Task to complete. Begin with the line that contains "Exercise. Identify the sheer" and transcribe each line after it, up to and including the last line of the listing below.

Given records.
• • •

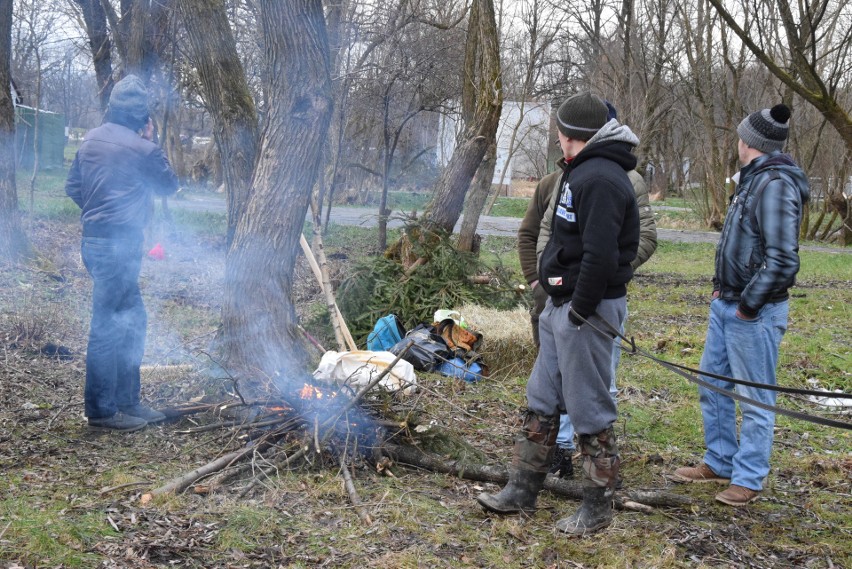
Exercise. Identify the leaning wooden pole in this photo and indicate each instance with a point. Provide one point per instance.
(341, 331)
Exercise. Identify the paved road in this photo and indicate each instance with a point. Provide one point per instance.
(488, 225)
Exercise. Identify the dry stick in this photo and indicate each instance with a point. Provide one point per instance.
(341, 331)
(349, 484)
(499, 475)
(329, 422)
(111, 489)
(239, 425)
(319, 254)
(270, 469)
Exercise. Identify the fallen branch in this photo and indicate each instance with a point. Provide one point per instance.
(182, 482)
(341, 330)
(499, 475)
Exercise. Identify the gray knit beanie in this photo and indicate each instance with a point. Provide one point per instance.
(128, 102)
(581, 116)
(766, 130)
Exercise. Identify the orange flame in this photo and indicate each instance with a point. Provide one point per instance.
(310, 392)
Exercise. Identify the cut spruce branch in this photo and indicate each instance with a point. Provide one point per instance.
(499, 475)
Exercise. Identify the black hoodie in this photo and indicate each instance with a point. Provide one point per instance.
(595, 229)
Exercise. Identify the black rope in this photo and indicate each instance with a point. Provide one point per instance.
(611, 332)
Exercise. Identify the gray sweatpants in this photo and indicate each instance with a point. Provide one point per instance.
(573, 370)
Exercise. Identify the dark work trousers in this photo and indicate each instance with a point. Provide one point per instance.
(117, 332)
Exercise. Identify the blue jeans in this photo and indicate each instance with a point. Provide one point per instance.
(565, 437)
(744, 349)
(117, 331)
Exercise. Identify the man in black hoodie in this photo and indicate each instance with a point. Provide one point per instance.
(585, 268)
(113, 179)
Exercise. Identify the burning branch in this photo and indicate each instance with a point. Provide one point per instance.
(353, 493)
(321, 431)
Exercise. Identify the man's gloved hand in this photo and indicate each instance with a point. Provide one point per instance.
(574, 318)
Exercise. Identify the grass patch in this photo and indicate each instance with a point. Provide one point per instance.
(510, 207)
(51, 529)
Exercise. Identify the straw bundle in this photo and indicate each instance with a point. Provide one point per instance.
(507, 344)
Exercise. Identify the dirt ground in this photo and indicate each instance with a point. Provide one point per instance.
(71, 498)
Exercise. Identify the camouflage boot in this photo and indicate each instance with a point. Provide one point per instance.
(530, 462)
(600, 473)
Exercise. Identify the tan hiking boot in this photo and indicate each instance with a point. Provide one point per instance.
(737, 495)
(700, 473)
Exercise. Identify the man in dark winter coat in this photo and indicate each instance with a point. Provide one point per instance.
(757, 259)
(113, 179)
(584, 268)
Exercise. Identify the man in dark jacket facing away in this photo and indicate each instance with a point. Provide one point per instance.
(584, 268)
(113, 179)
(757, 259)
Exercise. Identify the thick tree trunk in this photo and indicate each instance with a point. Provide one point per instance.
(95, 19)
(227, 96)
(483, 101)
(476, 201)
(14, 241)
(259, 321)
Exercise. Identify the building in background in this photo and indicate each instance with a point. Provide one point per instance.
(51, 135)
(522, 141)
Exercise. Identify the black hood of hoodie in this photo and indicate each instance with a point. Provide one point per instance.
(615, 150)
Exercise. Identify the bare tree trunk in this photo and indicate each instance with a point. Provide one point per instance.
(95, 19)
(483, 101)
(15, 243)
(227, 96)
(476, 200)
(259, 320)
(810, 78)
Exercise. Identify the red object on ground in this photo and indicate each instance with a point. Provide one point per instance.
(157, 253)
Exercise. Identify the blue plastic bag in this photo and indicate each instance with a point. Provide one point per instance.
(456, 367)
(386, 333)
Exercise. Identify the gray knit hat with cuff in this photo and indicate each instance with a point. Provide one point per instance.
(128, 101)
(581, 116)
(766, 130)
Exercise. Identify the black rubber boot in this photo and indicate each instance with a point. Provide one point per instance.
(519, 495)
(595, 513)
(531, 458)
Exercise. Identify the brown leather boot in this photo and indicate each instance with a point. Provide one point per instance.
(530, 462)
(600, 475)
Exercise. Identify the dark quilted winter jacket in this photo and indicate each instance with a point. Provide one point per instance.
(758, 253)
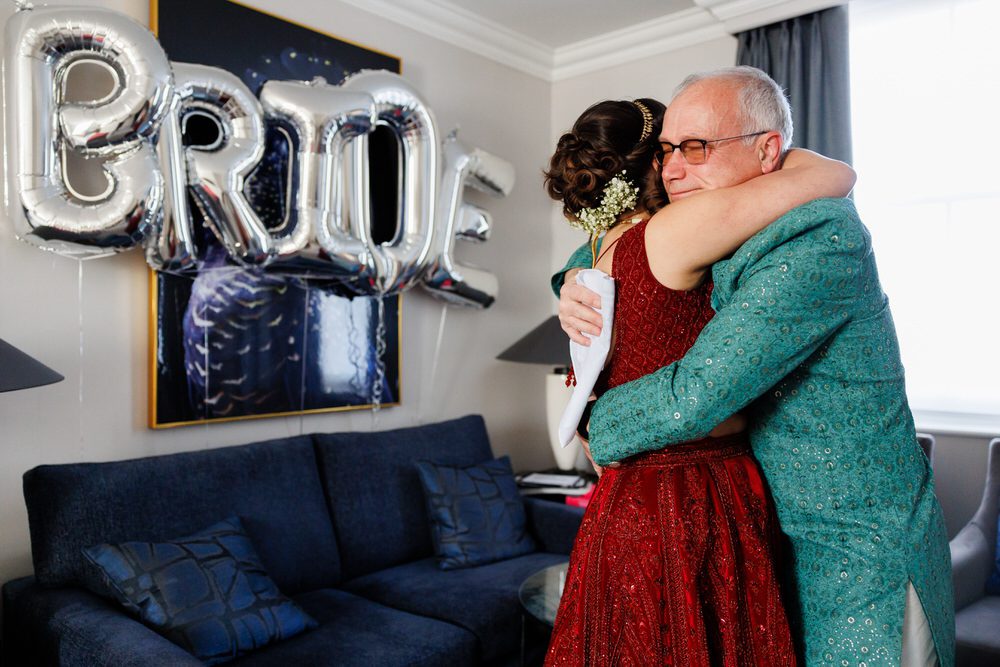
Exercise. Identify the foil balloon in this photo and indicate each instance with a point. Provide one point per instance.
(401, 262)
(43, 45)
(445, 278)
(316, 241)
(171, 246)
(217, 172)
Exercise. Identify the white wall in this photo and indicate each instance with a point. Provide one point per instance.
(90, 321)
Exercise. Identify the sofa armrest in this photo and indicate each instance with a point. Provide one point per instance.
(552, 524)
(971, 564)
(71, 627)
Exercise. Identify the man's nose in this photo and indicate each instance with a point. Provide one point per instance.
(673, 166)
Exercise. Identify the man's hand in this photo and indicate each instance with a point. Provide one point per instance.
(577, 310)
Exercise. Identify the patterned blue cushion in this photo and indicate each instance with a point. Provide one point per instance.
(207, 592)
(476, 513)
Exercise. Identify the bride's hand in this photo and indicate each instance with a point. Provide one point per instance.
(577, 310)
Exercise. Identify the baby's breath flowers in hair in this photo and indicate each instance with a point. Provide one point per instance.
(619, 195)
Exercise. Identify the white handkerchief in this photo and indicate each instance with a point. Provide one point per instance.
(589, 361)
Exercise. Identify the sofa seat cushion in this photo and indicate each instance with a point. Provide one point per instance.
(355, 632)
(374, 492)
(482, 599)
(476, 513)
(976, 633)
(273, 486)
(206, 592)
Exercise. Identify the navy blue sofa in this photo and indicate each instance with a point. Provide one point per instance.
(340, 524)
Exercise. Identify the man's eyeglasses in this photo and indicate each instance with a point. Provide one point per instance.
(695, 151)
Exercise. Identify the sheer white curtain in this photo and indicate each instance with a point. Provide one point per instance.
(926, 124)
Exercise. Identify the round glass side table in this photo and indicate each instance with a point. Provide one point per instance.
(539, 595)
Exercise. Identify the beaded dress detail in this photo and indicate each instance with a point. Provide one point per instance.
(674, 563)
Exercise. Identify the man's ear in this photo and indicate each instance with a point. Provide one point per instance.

• • •

Written reply.
Exercise. Identify the sheer white curtain in this photo and indicate each instance with a point. Provide one point per instance.
(926, 124)
Exercise. Identify the round glass side table in this photo and indicate each instance with a point. Provide one point per instance.
(539, 595)
Exercise. Identify the beaded dress detail in this photo and indicate each instance with a point. Provide one point per instance.
(674, 563)
Exercise. Identify the man's ear in this photo and indicate each instance with a point. Provide one point per instance.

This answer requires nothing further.